[[ Data extracts open ]]

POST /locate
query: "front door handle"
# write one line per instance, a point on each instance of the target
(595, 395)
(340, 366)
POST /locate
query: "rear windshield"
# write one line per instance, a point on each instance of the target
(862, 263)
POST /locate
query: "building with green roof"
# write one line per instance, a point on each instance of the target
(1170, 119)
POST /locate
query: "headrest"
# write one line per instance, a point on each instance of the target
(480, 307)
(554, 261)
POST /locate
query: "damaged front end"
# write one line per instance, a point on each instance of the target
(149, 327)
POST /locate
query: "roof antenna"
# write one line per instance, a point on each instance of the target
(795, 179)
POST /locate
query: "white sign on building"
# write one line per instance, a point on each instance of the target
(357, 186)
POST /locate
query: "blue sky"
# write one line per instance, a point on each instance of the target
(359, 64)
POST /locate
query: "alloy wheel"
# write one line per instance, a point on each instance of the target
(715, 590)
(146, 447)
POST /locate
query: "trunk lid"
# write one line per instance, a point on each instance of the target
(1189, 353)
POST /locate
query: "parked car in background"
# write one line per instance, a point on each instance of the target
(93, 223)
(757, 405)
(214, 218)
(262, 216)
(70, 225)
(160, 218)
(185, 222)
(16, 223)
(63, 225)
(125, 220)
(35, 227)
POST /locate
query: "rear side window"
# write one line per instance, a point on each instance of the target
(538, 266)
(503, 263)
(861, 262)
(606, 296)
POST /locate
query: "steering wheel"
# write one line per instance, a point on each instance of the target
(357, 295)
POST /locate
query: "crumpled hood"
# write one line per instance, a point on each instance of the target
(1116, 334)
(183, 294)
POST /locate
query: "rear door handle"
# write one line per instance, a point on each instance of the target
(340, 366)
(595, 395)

[[ Data extracts closed ]]
[[ Data extracts open ]]

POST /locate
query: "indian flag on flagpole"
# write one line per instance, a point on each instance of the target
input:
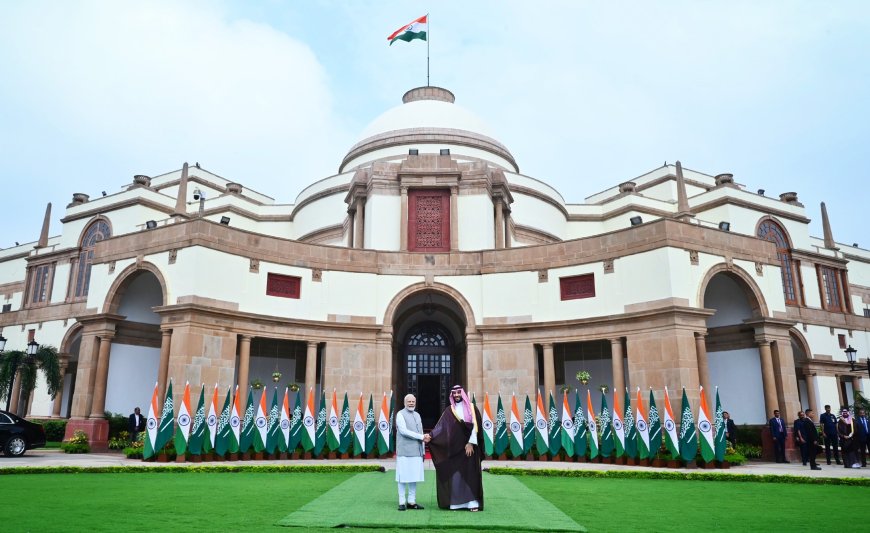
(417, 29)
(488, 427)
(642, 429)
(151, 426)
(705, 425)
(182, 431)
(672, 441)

[[ Data extracts closed ]]

**Work request**
Looking at the records, how many lines include "door"? Respond with the number only.

**Result of the task**
2